• _Ejercicio breve 1_
Resuma en dos oraciones el fragmento sobre las empresas transnacionales que aparece a continuación.

En realidad las empresas
transnacionales buscan rebajar al máximo los costos de producción trasladando
algunas actividades de los países industrializados a los países periféricos con
bajos salarios, sobre todo en aquellas ramas en las que se requiere un uso
intensivo de mano de obra (textil, montaje de productos eléctricos y
electrónicos, de juguetes, de muebles). Si esas condiciones de acogida cambian,
inmediatamente las empresas levantan vuelo sin que nada las ate al sitio donde
circunstancialmente estaban desarrollando operaciones. Qué quede tras su
partida, no les importa. En definitiva: su llegada no se inscribe –ni
remotamente– en un proyecto de industrialización, de modernización productiva,
más allá de un engañoso discurso que las pueda presentar como tal.
Toda esta reestructuración
empresarial se produce en medio de no pocos conflictos sociales en los países
del Norte, pues cientos de fábricas cierran y dejan desocupados a miles de
trabajadores. Por ejemplo, en la década del 90 del pasado siglo más de 900.000
empleos se perdieron en Estados Unidos en la rama textil y 200.000 en el sector
electrónico. El proceso continúa aceleradamente, y hoy día las grandes
transnacionales buscan maquilar prácticamente todo en el Sur, incluso ya no
sólo bienes industriales sino también partes de los negocios de servicios. De
ahí que, para sorpresa de nosotros, latinoamericanos, se vea un crecimiento
exponencial de los llamados call centers en nuestros países: super explotación
de la mano de obra local calificada que domina el idioma inglés, siempre
jóvenes. En definitiva: otra maquila más.

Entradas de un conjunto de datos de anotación

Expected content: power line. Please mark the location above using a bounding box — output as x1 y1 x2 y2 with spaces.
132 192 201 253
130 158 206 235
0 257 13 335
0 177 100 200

• _Ejercicio breve 2_
Copie sin ningún cambio todas las filas del conjunto de datos de anotación.

• _Respuesta completa 1_
Las empresas transnacionales trasladan actividades de uso intensivo de mano de obra a países periféricos con bajos salarios para abaratar costos, se marchan en cuanto cambian las condiciones y su llegada no responde a ningún proyecto de industrialización. Esta reestructuración provoca cierres de fábricas y pérdida de empleos en el Norte, y hoy se extiende a los servicios, como muestra el auge de los call centers en América Latina, que el texto califica de otra maquila más.

• _Respuesta completa 2_
Expected content: power line. Please mark the location above using a bounding box — output as x1 y1 x2 y2 with spaces.
132 192 201 253
130 158 206 235
0 257 13 335
0 177 100 200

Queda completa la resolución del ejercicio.